##### Material for the task
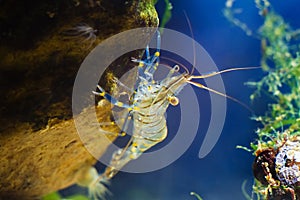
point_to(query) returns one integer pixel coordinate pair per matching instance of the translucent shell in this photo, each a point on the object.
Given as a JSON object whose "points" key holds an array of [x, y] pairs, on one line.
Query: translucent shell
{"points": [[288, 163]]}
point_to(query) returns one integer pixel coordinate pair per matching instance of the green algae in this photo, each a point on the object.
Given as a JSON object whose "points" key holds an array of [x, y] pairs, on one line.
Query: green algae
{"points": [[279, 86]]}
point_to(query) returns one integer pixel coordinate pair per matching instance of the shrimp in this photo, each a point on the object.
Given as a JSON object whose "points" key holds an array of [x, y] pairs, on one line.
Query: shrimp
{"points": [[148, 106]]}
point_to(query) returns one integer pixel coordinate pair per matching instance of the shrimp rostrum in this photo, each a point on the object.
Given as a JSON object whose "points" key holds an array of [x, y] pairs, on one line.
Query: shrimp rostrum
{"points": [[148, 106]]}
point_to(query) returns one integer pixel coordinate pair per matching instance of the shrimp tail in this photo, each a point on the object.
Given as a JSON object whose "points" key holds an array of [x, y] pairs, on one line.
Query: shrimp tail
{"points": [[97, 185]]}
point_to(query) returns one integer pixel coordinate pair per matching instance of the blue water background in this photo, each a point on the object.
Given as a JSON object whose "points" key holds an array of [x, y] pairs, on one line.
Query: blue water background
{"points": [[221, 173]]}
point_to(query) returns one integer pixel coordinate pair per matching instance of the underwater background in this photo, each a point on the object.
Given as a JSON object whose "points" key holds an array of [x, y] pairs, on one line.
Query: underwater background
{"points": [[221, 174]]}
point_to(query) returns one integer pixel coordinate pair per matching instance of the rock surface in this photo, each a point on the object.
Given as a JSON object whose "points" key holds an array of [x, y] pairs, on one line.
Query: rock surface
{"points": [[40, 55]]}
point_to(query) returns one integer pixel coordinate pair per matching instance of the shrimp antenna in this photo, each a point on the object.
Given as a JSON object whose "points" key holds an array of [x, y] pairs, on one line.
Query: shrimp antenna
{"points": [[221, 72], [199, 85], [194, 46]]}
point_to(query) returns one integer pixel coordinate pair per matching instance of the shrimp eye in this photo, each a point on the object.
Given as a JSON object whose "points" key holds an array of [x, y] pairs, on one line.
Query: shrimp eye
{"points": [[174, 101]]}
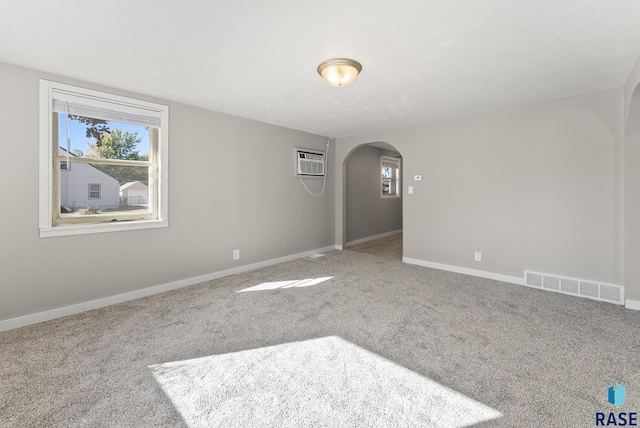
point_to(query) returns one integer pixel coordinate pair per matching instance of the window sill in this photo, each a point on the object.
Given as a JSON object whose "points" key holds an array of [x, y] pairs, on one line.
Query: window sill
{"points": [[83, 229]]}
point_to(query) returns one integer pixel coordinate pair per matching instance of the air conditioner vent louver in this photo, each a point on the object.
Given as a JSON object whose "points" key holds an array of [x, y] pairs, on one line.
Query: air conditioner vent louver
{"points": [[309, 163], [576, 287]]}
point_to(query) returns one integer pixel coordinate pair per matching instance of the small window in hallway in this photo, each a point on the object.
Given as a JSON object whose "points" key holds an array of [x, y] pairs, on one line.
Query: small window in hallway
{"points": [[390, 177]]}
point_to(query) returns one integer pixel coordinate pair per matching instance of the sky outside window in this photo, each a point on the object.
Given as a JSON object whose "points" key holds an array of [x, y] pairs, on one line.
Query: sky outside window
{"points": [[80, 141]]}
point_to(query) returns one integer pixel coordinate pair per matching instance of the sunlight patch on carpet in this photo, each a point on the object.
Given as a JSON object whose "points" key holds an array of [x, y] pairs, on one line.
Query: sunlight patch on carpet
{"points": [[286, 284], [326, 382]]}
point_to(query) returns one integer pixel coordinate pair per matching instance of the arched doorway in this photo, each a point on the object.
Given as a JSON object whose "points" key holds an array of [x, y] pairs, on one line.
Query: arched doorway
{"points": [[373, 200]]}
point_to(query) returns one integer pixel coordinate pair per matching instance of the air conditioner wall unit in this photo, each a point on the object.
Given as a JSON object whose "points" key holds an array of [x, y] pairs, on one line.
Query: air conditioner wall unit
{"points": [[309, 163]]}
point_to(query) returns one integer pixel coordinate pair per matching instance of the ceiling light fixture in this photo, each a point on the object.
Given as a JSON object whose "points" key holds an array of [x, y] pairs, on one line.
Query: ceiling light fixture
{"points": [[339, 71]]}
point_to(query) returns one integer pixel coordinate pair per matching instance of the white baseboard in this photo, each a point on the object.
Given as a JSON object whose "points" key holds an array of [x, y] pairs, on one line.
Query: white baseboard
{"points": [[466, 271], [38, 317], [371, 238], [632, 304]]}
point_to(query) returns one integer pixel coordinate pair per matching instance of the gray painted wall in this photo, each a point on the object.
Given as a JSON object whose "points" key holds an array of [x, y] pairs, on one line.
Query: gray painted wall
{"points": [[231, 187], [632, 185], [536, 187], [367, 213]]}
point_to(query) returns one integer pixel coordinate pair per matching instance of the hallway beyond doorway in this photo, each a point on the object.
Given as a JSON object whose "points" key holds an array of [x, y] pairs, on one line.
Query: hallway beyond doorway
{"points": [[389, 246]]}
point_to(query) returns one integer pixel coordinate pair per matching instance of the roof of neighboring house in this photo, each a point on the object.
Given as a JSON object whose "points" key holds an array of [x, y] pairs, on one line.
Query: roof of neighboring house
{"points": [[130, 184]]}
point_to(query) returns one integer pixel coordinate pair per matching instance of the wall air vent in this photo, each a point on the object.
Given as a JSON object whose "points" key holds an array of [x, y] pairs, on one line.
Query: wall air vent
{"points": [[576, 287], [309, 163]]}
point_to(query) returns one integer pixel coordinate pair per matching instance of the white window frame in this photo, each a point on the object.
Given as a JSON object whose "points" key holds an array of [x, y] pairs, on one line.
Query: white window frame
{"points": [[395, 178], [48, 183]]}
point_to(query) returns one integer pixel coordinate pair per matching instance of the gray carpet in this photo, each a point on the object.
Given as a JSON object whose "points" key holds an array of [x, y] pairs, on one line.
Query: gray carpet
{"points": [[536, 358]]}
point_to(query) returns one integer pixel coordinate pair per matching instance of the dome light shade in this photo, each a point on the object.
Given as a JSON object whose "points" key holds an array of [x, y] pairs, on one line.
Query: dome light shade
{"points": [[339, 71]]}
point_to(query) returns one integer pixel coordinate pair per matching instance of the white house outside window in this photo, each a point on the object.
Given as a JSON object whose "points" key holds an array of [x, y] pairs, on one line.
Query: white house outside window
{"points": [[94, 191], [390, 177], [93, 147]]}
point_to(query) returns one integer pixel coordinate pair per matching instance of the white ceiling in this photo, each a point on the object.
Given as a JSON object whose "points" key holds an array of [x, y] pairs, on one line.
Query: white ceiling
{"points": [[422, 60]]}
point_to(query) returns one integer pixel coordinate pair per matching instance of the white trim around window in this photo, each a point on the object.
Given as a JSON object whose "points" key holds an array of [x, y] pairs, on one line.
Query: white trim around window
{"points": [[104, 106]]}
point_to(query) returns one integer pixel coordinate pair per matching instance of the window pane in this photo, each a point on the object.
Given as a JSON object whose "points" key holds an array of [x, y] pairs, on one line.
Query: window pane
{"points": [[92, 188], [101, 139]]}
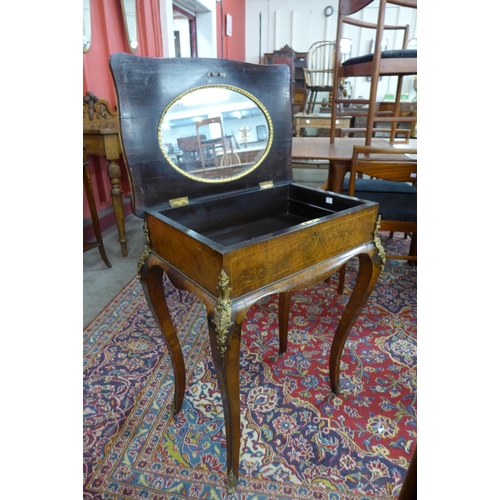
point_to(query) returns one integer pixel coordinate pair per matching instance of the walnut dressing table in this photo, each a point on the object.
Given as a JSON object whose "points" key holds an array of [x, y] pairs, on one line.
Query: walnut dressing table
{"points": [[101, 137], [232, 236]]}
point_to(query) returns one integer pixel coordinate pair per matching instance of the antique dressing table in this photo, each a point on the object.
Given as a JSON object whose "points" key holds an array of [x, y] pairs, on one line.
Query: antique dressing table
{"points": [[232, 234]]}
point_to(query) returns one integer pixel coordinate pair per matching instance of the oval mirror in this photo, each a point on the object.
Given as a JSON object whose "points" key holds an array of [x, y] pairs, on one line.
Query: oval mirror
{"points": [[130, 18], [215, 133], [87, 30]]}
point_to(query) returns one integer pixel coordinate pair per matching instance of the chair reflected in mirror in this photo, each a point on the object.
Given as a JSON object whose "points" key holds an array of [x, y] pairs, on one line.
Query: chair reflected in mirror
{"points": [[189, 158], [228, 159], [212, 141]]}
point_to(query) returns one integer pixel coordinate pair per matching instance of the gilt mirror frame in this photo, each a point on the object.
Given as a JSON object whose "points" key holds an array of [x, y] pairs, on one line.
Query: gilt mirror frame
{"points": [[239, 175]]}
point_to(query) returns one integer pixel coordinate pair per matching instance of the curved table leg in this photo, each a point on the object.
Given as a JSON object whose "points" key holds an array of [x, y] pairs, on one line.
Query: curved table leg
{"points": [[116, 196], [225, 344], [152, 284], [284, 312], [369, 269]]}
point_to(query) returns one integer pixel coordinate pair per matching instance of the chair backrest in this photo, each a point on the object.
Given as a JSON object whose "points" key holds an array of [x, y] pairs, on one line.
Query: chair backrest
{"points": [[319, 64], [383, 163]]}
##########
-- Task prompt --
Give back exactly the lines from the line containing "of the curved" to the end of the entries, and no other lines.

-- Answer to this problem --
point_to(query) returns one integer pixel coordinate pair per matching instance of the curved table leg in this photo, each a point on the object.
Given as a JSON object whose "points" key holds an array of [x, y] pairs, on one line.
Query: curved table leg
{"points": [[116, 196], [225, 344], [152, 284], [284, 312], [369, 269]]}
point_to(query) returns one integer pixel coordinate pair per matching instance of the chair backrest in this photo, each a point on the object.
Given as a JSON object whose "points" key holds an array of [x, y] pairs, on one line.
Query: chair backrest
{"points": [[319, 64], [383, 163]]}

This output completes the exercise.